- [Natural language region descriptions]:
*****

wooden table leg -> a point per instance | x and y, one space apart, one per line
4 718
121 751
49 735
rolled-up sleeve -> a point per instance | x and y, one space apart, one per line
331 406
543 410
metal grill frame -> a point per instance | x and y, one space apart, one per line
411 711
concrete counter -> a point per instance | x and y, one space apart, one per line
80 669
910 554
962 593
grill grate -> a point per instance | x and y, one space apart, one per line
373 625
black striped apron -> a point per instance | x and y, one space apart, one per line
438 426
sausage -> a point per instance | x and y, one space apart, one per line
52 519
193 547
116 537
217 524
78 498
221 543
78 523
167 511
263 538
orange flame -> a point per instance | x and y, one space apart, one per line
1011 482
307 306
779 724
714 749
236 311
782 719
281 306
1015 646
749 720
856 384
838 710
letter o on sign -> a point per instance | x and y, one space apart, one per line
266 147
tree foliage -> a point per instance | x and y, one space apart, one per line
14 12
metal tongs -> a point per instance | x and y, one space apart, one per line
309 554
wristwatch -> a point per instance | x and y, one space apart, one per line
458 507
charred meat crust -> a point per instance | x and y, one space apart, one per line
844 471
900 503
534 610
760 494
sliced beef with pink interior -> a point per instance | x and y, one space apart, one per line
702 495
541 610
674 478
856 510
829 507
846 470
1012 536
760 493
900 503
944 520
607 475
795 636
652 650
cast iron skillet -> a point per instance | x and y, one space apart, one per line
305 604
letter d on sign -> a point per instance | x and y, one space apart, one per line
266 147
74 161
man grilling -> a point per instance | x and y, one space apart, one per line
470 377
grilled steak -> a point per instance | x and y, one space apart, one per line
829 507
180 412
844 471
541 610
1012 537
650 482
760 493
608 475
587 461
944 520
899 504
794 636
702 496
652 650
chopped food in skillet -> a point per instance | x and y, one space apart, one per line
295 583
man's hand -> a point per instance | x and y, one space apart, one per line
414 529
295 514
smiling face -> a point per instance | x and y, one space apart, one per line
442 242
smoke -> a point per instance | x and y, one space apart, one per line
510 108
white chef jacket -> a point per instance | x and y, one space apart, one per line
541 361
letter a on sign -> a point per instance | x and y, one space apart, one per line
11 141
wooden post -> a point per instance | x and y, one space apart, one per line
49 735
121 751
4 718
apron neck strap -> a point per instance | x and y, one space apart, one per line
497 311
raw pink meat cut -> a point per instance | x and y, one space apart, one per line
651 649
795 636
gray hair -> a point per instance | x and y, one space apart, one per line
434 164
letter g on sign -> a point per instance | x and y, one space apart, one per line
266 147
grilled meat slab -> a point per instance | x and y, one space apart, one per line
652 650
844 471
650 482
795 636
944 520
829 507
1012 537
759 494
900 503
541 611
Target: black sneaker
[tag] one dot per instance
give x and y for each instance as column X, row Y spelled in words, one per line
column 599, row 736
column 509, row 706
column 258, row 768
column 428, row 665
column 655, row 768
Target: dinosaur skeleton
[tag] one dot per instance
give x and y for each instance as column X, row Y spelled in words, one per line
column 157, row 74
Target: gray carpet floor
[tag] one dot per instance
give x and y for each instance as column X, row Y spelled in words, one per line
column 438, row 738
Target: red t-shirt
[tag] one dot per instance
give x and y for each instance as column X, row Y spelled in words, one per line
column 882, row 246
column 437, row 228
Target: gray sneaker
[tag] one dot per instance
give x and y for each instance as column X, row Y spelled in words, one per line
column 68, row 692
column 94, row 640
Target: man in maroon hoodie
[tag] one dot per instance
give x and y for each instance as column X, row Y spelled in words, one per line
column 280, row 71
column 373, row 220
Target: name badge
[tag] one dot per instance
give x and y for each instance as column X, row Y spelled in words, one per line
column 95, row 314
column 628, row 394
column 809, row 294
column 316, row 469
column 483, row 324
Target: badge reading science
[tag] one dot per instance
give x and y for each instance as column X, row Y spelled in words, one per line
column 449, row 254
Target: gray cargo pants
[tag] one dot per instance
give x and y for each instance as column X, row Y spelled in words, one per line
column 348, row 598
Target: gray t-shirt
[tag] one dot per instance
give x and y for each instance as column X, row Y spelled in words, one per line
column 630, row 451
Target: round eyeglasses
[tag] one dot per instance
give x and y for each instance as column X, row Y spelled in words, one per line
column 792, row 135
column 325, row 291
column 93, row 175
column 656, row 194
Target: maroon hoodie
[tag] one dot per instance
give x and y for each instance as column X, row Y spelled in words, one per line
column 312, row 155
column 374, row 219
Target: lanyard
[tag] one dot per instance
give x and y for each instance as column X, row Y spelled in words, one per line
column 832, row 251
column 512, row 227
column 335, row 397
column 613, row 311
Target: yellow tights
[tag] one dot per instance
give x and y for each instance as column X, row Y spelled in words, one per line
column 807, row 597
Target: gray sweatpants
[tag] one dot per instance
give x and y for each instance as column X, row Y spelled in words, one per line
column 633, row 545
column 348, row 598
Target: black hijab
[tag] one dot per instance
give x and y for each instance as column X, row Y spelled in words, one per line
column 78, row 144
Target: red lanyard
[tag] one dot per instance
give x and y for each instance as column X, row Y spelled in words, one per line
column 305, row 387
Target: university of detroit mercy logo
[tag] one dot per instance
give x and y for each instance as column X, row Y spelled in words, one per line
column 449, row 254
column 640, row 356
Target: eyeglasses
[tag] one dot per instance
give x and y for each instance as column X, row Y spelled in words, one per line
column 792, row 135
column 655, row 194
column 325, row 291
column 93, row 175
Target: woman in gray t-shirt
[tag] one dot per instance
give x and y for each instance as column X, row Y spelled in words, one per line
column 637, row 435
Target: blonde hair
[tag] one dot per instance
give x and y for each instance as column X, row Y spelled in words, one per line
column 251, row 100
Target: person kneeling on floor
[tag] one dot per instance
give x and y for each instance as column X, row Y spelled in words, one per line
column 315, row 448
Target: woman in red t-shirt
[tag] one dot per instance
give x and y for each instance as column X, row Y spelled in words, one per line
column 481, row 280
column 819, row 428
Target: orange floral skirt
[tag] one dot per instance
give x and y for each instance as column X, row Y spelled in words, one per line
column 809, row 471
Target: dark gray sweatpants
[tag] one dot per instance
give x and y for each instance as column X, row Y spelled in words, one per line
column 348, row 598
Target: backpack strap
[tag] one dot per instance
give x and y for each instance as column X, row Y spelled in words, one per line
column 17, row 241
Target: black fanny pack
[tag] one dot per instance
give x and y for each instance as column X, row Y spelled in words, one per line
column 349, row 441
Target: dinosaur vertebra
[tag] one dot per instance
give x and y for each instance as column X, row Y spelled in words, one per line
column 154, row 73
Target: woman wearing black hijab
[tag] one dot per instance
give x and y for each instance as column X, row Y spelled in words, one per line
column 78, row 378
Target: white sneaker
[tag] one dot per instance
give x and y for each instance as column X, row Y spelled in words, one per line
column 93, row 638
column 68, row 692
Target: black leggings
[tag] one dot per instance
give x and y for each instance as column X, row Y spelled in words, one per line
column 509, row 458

*****

- [YOUR ASSIGNMENT]: Provide an exact reproduction of all the entries shown above.

- [RESULT OF THE EXERCISE]:
wooden table leg -> a point per instance | x and y, one space apart, one per line
4 718
121 751
49 735
rolled-up sleeve -> a point per instance | x and y, one space apart, one per line
331 406
543 410
metal grill frame -> a point per instance | x and y, one space apart, one per line
411 711
concrete counter -> a point per instance | x and y, one space apart, one per line
80 669
910 554
962 593
grill grate -> a point per instance | x and y, one space apart, one per line
373 625
black striped apron -> a point per instance | x and y, one space apart, one per line
438 426
sausage -> a point per instance | x and y, one space apart, one per line
52 519
193 547
116 537
217 524
78 498
221 543
78 523
167 511
263 538
orange flame -> a point per instance | x and y, one space apart, one per line
1011 482
307 306
779 724
714 749
236 311
782 719
281 306
1015 646
749 720
856 384
838 710
letter o on sign -> a point per instance | x and y, one space apart, one per line
266 147
tree foliage -> a point per instance | x and y, one space apart, one per line
14 12
metal tongs -> a point per instance | x and y, one space apart, one per line
309 554
wristwatch -> a point per instance | x and y, one space apart, one per line
458 507
charred meat crust -> a point per instance | x and y, one space apart, one per line
844 471
900 503
534 610
760 494
sliced beef with pink interior -> a point per instance | x and y, one space apart, one per line
702 495
541 610
674 478
856 510
829 507
846 470
1012 536
760 493
900 503
944 520
607 475
795 636
652 650
cast iron skillet -> a point per instance | x and y, one space apart, one per line
305 604
letter d on sign -> a point per instance | x and y, one space apart, one per line
266 147
74 161
man grilling -> a point per instance | x and y, one space apart, one per line
470 377
grilled steak -> a point per instance | x and y, one space apart, one per line
829 507
180 412
844 471
541 610
1012 537
650 482
760 493
608 475
587 461
944 520
899 504
794 636
702 496
652 650
chopped food in skillet -> a point per instance | x and y, one space apart, one per line
295 583
man's hand -> a point per instance | x and y, one space apart, one per line
414 529
295 514
smiling face -> a point per instance | x and y, one space apart, one per line
442 242
smoke -> a point per instance | x and y, one space apart, one per line
510 108
white chef jacket -> a point per instance | x and y, one space apart, one per line
541 361
letter a on sign -> a point per instance | x and y, one space apart, one per line
11 141
wooden post -> a point per instance | x and y, one space apart, one per line
49 735
121 751
4 718
apron neck strap -> a point per instance | x and y, one space apart, one per line
497 311
raw pink meat cut -> a point per instance | x and y, one space apart, one per line
651 649
795 636
gray hair -> a point per instance | x and y, one space apart, one per line
434 164
letter g on sign -> a point per instance | x and y, one space apart, one per line
266 147
grilled meat slab -> a point per instance | x and y, one space apart, one per line
652 650
844 471
650 482
795 636
944 520
829 507
1012 537
759 494
900 503
541 611
Target: black sneaker
[tag] one dot per instance
give x and y for each instance as column X, row Y spelled in words, one per line
column 599, row 736
column 509, row 706
column 258, row 768
column 428, row 665
column 655, row 768
Target: dinosaur skeleton
[tag] one dot per instance
give x and y for each instance as column X, row Y spelled in words, one per line
column 157, row 74
Target: gray carpet floor
[tag] one dot per instance
give x and y for each instance as column X, row Y spelled in words, one per line
column 438, row 738
Target: red t-shirt
[tag] one dot per instance
give x and y for each instance as column X, row Y spelled in words, one per line
column 882, row 246
column 437, row 228
Target: gray sneaker
[tag] one dot per instance
give x and y for each instance as column X, row Y spelled in words, one per line
column 68, row 692
column 94, row 640
Target: man in maroon hoodie
[tag] one dot per instance
give x and y for each instance as column X, row Y spelled in words, one per line
column 280, row 71
column 373, row 220
Target: name badge
[tag] one dot per instance
give x and y for each instance as column X, row Y spelled in words, one per line
column 95, row 314
column 628, row 394
column 809, row 294
column 316, row 469
column 483, row 324
Target: badge reading science
[tag] one dot per instance
give x and y for each instance as column X, row Y spelled in words, one per line
column 449, row 254
Target: gray cargo pants
[tag] one dot per instance
give x and y for each instance as column X, row Y spelled in words, one per line
column 348, row 598
Target: gray t-shirt
[tag] one dot per instance
give x and y for each instance as column X, row Y spelled in words, one per line
column 630, row 451
Target: round eyeglasses
[tag] one dot per instance
give x and y for each instance as column X, row Y spelled in words, one per line
column 792, row 135
column 325, row 291
column 93, row 175
column 656, row 194
Target: maroon hoodie
[tag] one dot per instance
give x and y for each instance as column X, row Y spelled in words, one per line
column 312, row 155
column 374, row 219
Target: lanyard
[tag] one dot per instance
give x and y for each instance as column X, row Y spelled in words, one per line
column 832, row 251
column 512, row 227
column 335, row 397
column 613, row 311
Target: yellow tights
[tag] one dot per instance
give x and y for each instance as column X, row Y spelled in words, one per line
column 807, row 597
Target: gray sweatpants
[tag] one dot per instance
give x and y for each instance as column X, row Y spelled in words, one per line
column 633, row 545
column 348, row 598
Target: black hijab
[tag] one dot per instance
give x and y for each instance as column X, row Y spelled in words, one per line
column 78, row 144
Target: red lanyard
[tag] one dot per instance
give x and y for each instance as column X, row Y spelled in words, one per line
column 305, row 387
Target: university of detroit mercy logo
[tag] one dot per instance
give x and y for each instance as column X, row Y spelled in words, one per line
column 449, row 254
column 640, row 356
Target: eyeglasses
[tag] one dot per instance
give x and y for each instance as column X, row Y spelled in words, one per line
column 792, row 135
column 655, row 194
column 325, row 291
column 93, row 175
Target: woman in gray t-shirt
[tag] one dot per instance
give x and y for each instance as column X, row Y spelled in words, one per line
column 637, row 435
Target: blonde hair
[tag] one dot per instance
give x and y for each instance as column X, row Y spelled in words, one per line
column 251, row 100
Target: person kneeling on floor
[tag] one dot per instance
give x and y for each instance as column X, row Y spelled in words, one per line
column 315, row 448
Target: woman in red t-shirt
[tag] one dot per instance
give x and y for each instance as column X, row Y spelled in words, one per line
column 481, row 280
column 819, row 428
Target: orange floral skirt
[tag] one dot per instance
give x and y for each instance as column X, row Y spelled in words, one per line
column 809, row 471
Target: dark gray sweatpants
[tag] one dot per instance
give x and y for each instance as column X, row Y spelled in words, one per line
column 348, row 598
Target: backpack strap
[tag] one dot per instance
give x and y for each instance as column X, row Y spelled in words, one per line
column 17, row 241
Target: black fanny pack
[tag] one dot per instance
give x and y for each instance as column X, row Y spelled in words, one per line
column 349, row 441
Target: dinosaur vertebra
[tag] one dot per instance
give x and y for each instance as column X, row Y spelled in words, one per line
column 154, row 73
Target: woman wearing black hijab
[tag] one dot per instance
give x and y for each instance as column X, row Y spelled in words, one per line
column 78, row 378
Target: white sneaker
[tag] one dot per instance
give x and y for each instance as column X, row Y spelled in words, one per line
column 93, row 638
column 68, row 692
Target: black leggings
[tag] one dot per instance
give x and y for each instance as column X, row Y spelled in words, one per line
column 509, row 458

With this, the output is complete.